>>>>>

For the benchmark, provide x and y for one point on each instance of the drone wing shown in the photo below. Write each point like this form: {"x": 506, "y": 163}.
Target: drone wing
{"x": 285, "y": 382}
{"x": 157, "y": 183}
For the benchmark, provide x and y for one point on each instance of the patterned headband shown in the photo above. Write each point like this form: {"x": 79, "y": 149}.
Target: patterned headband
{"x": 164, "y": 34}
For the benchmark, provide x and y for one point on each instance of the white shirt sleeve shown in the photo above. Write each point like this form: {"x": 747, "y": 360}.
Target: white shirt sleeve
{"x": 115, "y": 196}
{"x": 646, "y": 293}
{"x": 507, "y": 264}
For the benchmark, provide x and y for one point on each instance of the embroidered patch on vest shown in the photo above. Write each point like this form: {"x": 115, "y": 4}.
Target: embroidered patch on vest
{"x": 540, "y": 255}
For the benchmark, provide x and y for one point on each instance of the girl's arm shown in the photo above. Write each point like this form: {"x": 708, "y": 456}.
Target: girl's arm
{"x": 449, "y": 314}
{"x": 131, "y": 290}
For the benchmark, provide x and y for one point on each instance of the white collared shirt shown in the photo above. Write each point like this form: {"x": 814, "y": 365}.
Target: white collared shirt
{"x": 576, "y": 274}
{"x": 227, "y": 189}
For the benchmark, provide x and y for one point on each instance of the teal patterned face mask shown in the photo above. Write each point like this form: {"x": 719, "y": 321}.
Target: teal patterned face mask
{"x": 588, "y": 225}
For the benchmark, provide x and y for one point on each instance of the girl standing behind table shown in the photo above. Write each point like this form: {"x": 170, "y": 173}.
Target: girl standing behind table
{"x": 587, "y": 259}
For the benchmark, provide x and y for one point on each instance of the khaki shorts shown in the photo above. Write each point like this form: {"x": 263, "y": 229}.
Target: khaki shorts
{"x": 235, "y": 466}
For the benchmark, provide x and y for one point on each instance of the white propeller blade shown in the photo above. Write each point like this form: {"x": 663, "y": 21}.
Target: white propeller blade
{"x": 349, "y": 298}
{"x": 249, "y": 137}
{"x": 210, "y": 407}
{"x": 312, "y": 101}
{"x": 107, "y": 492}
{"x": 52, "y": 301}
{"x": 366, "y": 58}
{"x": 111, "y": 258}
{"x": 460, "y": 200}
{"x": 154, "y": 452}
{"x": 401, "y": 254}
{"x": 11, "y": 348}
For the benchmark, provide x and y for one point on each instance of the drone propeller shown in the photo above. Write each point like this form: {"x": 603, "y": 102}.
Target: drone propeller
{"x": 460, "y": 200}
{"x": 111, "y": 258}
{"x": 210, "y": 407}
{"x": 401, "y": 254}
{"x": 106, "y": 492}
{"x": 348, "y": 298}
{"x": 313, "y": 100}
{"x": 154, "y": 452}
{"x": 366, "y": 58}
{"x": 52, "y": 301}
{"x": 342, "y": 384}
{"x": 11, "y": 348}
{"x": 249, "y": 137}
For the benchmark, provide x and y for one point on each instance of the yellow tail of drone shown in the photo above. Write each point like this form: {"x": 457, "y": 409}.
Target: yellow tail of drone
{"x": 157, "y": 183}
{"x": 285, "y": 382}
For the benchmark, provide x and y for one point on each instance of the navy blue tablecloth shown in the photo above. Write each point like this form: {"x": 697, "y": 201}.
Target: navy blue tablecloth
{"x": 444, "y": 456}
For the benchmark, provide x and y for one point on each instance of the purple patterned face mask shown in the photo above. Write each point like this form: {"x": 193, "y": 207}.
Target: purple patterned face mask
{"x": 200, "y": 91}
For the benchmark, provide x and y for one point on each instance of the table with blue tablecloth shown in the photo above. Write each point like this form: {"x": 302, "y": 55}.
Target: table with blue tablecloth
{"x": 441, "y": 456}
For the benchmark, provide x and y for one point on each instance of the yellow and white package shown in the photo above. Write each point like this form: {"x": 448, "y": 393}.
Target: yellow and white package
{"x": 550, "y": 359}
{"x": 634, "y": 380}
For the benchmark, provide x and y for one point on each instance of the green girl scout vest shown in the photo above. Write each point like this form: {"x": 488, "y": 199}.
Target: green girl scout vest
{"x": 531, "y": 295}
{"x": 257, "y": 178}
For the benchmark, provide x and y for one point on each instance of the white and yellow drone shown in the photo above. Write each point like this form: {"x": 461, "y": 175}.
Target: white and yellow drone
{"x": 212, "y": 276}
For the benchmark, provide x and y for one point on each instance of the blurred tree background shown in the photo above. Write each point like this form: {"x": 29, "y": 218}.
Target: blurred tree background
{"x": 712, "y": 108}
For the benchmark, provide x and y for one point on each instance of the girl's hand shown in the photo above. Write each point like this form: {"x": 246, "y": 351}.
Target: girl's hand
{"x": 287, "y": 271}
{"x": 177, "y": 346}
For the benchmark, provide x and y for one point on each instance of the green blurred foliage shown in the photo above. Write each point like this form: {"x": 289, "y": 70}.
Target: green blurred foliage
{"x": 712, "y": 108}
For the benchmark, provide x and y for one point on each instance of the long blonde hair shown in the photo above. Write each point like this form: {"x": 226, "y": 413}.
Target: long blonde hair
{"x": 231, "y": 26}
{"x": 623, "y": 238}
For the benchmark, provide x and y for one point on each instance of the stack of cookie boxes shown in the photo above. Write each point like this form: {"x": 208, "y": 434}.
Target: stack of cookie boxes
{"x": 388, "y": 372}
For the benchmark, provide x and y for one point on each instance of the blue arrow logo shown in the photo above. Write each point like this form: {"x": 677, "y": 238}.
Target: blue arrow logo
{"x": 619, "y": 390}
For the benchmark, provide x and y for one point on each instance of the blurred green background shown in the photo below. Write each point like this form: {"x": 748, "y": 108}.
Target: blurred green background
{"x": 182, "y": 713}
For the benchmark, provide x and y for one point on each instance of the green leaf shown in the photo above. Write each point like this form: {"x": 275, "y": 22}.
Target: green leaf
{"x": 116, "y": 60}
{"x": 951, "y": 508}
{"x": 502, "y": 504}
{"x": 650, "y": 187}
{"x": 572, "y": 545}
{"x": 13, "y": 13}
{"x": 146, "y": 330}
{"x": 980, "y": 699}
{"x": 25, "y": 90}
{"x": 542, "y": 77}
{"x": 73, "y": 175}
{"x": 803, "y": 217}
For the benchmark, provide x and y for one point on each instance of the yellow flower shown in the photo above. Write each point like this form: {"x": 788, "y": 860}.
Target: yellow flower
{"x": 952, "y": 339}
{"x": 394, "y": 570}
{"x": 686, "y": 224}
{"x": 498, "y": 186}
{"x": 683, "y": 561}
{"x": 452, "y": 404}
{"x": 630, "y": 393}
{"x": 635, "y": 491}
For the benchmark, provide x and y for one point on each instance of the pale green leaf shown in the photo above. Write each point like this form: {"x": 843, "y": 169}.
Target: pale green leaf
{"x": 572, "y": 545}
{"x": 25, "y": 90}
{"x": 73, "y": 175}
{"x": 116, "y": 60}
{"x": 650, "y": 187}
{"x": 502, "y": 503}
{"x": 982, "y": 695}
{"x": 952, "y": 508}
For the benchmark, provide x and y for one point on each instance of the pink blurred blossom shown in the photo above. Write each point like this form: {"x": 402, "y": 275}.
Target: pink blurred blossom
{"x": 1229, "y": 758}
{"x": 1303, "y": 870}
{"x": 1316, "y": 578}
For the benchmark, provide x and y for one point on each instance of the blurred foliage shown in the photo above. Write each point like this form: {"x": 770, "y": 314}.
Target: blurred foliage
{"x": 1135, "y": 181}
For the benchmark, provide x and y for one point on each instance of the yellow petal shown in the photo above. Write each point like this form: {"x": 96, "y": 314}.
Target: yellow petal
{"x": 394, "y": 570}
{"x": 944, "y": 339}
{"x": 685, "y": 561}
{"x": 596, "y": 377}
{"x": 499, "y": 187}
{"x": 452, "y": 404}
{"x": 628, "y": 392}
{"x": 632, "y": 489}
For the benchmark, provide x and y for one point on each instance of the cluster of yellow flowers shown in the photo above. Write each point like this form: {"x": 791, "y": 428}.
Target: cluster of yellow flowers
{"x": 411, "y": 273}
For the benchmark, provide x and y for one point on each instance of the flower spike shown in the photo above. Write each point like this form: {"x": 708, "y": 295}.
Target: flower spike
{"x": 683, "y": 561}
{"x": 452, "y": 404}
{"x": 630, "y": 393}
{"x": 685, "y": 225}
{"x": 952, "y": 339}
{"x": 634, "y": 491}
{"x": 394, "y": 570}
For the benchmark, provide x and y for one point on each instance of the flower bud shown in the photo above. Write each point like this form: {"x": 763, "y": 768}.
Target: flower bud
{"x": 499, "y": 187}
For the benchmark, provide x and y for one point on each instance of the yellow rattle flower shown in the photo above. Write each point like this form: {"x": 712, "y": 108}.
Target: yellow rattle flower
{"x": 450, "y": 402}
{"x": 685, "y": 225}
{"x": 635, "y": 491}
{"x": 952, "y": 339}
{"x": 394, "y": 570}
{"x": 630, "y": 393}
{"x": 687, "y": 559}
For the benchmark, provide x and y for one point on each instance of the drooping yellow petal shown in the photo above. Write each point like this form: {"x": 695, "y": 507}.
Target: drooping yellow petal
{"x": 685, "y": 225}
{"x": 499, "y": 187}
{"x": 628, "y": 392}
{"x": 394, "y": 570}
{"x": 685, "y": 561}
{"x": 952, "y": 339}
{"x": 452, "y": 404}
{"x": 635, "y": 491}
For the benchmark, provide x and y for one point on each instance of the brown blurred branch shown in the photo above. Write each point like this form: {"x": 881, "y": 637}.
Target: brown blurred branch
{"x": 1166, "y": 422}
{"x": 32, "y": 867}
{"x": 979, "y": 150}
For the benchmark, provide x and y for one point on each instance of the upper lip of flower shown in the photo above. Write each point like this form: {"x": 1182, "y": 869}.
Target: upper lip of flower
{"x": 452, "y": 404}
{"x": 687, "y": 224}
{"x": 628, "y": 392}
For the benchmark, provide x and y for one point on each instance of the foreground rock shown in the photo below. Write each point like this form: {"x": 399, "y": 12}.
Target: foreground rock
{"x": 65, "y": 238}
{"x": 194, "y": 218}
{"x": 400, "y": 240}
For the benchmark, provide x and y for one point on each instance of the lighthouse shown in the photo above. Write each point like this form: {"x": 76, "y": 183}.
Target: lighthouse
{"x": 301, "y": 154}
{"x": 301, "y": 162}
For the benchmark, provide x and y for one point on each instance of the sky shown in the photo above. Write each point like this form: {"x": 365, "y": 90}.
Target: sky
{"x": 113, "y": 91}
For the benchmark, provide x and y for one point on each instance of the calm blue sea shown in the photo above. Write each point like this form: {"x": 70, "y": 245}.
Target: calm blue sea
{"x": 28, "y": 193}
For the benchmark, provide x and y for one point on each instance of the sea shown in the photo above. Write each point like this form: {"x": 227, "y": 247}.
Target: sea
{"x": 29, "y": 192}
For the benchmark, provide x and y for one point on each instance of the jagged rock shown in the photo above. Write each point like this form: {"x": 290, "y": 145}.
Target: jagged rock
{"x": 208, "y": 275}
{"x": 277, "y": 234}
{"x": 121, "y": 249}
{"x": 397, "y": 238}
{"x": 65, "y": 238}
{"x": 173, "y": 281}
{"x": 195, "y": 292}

<<<<<

WHAT IS NEEDED:
The line containing "of the brown" and every line after it, through the end of the records, should be repeated exactly and alone.

WRITTEN ANSWER:
For the benchmark, provide x and y for one point on each instance of the brown blurred branch shown in the photo above. Write each point like this form: {"x": 881, "y": 637}.
Target: brown blurred branch
{"x": 1166, "y": 422}
{"x": 32, "y": 867}
{"x": 979, "y": 150}
For the benchmark, provide x and y for one point on each instance of the upper lip of flower shown in the photo above. Write each point like this form: {"x": 1182, "y": 869}.
Target: upper lip of flower
{"x": 452, "y": 404}
{"x": 687, "y": 224}
{"x": 628, "y": 392}
For the benchmark, provide x and y for one point on each instance of the foreground rock shown in the photo below. Write each point like this form: {"x": 399, "y": 12}.
Target: foreground rock
{"x": 65, "y": 238}
{"x": 194, "y": 218}
{"x": 400, "y": 240}
For the benchmark, provide x and y for one point on each instance of the lighthouse shown in the photo above. Write each point like this form: {"x": 76, "y": 183}.
Target: lighthouse
{"x": 301, "y": 154}
{"x": 301, "y": 162}
For the benchmark, provide x and y for one point on each instance of the sky shown in the photo above. Write each point like this form: {"x": 365, "y": 90}.
Target: sky
{"x": 113, "y": 91}
For the benchmark, provide x and y for one point on each instance of the calm blue sea shown in the photo above. Write each point like this form: {"x": 70, "y": 245}.
Target: calm blue sea
{"x": 28, "y": 193}
For the benchmark, provide x and y for one point on each instance of the sea shown in the photo above. Write each point like this form: {"x": 227, "y": 247}.
Target: sea
{"x": 29, "y": 192}
For the benchmark, provide x and y for one point on each instance of the jagged rock shown in the photo above. Write each point like this form: {"x": 290, "y": 145}.
Target: jagged rock
{"x": 208, "y": 275}
{"x": 277, "y": 234}
{"x": 121, "y": 249}
{"x": 397, "y": 238}
{"x": 65, "y": 238}
{"x": 173, "y": 281}
{"x": 195, "y": 292}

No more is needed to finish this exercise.